But what's a Comet, anyway?

An ontological debate ensued, mostly in private, but recently resulting in the public ejection of Pluto from the category of "planet". In this debate, the retention of a solar system cosmogony - including attachment to a primeval outer comet reservoir with links to the present (the Oort Cloud) - has been a significant feature.

Why do comets split?

Yet as far back as 1989, Carl Sagan and Nancy Druyan had remarked on the fact that 80 per cent of comets which split do so when they are far from the Sun.

In their book Comet, they wrote:

The gravitational tides of the Sun or unequal heating cannot be sole causes of the splitting of comets. We still do not know why comets split.

Stranger still, Dr Brian Marsden, for many years astronomy's Mr Orbital Elements extraordinaire, had noted in the 1960s that two comets, 1882 II and 1965 VIII, looked as if they had split apart near aphelion (their farthest distance from the Sun), beyond the orbit of Neptune and above the ecliptic plane. Has nothing progressed?

Contemporary authorities such as David C. Jewitt of the Institute for Astronomy, University of Hawaii, concede that still "most splitting events occur without obvious provocation and their cause is unknown". (See pdf, 1.2MB.)

This has not stopped cometologists devising ever more complex structures for comets to account for the more evident facts: some comets are conceived of as comprising an icy core well sealed in a rocky shell; others as having a refractory mantle for their orbital phase. But can the counter-intuitive nature of such theoretical elaborations equal some of the more counter-intuitive facts which recent observations have adduced, such as the production of X-rays?

Some commentators think that the standard narrative of comets has been allowed to grow in an ad hoc manner for too long.

▶ **GIVEN EXERCISE A**
In the passage on comets, what share of comets that split do so far from the Sun, according to Sagan and Druyan?
▶ **GIVEN EXERCISE B**
Reproduce the passage on comets word for word, beginning at the words "Contemporary authorities such" and stopping after "production of X-rays?".
The material after this sentence has no part in this work.

▶ **RAW RECORDS**
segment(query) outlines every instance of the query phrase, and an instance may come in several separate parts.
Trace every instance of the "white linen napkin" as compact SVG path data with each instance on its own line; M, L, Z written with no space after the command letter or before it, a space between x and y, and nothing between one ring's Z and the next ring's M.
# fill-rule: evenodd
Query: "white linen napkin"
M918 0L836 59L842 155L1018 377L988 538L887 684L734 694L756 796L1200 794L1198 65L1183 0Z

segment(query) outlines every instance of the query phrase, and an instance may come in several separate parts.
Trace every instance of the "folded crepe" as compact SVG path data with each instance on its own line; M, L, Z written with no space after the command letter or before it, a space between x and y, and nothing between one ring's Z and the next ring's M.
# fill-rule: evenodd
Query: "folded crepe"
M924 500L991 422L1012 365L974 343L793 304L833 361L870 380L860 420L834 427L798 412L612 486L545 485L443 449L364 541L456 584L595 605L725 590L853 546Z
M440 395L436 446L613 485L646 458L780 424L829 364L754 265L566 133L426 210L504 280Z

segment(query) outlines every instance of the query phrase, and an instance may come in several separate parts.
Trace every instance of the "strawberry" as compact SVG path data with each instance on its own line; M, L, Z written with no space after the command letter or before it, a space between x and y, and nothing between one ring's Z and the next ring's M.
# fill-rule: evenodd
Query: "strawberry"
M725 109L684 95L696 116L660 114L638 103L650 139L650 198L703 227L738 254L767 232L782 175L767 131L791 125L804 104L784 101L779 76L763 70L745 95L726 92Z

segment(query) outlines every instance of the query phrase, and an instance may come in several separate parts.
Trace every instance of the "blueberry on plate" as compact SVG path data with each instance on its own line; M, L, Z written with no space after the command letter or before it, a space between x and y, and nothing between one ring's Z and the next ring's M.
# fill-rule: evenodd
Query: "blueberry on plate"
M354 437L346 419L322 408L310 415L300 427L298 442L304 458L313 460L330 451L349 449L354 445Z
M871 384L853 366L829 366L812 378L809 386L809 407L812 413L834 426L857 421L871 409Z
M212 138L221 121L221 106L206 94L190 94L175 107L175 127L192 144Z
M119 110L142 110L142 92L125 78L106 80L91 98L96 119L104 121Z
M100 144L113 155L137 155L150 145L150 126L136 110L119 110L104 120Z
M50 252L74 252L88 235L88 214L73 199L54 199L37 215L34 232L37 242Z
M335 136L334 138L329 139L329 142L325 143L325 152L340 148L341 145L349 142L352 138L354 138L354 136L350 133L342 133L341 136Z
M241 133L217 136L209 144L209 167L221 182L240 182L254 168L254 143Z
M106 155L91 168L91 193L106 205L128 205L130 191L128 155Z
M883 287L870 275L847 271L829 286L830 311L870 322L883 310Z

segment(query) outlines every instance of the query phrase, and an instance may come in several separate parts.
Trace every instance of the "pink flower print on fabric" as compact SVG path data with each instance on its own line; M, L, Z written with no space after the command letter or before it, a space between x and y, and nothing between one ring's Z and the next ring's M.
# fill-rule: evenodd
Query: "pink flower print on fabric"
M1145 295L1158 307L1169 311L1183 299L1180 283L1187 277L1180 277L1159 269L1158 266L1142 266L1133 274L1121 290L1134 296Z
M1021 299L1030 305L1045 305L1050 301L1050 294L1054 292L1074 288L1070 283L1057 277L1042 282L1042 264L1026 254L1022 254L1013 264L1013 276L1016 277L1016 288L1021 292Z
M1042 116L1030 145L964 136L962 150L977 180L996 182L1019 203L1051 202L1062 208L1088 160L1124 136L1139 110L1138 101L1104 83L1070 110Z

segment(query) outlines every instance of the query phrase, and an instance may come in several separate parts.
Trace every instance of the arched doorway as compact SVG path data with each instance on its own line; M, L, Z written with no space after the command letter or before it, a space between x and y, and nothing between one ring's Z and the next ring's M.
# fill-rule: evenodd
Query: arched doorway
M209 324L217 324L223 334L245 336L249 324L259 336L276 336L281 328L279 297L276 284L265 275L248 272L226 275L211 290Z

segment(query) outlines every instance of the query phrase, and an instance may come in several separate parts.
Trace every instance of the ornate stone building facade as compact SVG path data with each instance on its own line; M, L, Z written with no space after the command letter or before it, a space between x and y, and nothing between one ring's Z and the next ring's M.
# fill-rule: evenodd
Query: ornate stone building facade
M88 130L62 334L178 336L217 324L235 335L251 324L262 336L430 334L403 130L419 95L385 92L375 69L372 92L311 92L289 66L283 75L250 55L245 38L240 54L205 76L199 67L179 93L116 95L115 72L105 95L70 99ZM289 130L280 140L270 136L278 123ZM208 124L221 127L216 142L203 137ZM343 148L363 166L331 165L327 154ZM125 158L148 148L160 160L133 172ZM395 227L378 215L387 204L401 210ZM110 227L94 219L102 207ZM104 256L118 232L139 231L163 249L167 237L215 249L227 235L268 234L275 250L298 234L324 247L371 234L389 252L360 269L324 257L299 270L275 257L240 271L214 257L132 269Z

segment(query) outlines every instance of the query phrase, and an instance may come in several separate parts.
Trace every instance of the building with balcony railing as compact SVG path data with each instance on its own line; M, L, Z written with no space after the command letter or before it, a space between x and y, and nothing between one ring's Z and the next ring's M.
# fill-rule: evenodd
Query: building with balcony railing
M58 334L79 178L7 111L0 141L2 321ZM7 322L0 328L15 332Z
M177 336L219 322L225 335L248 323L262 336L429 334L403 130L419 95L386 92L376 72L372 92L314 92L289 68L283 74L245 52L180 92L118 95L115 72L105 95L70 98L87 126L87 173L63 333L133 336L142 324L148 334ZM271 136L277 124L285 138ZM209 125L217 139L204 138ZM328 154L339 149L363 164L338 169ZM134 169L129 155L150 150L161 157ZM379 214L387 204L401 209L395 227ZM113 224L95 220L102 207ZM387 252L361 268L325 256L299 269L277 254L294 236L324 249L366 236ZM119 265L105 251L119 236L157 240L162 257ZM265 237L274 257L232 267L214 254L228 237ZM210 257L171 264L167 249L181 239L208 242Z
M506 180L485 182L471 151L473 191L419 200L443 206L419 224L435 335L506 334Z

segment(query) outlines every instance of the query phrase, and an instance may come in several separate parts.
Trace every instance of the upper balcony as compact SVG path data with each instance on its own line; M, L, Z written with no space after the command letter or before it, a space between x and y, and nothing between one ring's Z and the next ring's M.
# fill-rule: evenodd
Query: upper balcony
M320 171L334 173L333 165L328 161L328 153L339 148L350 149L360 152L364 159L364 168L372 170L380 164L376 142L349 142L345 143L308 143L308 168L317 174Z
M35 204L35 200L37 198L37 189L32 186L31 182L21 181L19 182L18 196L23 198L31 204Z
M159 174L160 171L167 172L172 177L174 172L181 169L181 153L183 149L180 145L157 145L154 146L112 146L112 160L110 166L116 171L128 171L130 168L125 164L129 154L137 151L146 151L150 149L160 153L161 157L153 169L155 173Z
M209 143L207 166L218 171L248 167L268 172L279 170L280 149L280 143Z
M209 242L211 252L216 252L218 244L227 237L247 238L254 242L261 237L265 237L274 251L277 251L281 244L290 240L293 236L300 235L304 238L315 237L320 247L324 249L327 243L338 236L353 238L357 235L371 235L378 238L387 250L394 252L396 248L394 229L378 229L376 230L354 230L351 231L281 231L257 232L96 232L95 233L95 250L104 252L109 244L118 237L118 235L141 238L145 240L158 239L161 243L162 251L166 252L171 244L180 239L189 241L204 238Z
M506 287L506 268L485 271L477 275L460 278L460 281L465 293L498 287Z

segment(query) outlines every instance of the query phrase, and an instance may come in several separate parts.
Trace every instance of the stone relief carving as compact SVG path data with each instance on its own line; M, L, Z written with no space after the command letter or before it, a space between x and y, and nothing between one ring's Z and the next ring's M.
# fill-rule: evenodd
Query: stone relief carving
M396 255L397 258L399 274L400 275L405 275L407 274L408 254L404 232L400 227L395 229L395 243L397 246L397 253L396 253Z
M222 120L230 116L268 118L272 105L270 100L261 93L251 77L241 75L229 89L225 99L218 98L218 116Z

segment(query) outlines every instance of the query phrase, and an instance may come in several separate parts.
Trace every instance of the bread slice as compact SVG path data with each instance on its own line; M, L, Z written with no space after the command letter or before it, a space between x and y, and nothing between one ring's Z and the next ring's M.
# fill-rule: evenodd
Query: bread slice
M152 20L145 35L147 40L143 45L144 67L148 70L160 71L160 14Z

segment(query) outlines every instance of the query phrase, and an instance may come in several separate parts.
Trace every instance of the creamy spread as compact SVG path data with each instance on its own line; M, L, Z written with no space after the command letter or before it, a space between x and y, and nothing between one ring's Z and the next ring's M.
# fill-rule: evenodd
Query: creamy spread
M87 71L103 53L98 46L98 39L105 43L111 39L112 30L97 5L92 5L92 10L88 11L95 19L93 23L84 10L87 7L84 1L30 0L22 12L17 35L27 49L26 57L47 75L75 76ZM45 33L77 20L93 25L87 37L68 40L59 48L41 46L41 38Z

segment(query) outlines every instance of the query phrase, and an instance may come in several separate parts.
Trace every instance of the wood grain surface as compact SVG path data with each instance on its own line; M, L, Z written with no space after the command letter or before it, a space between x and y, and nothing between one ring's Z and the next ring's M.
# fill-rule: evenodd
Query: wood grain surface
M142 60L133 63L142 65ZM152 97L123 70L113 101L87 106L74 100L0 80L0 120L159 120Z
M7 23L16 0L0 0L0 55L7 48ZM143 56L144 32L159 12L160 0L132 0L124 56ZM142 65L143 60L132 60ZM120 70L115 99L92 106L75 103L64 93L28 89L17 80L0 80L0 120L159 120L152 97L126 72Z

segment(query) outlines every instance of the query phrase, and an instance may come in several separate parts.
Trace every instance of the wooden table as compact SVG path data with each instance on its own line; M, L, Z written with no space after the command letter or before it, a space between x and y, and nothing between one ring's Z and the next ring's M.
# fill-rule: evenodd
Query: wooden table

▶ **TASK ANSWER A**
Eighty percent.

▶ **TASK ANSWER B**
Contemporary authorities such as David C. Jewitt of the Institute for Astronomy, University of Hawaii, concede that still "most splitting events occur without obvious provocation and their cause is unknown". (See pdf, 1.2MB.)

This has not stopped cometologists devising ever more complex structures for comets to account for the more evident facts: some comets are conceived of as comprising an icy core well sealed in a rocky shell; others as having a refractory mantle for their orbital phase. But can the counter-intuitive nature of such theoretical elaborations equal some of the more counter-intuitive facts which recent observations have adduced, such as the production of X-rays?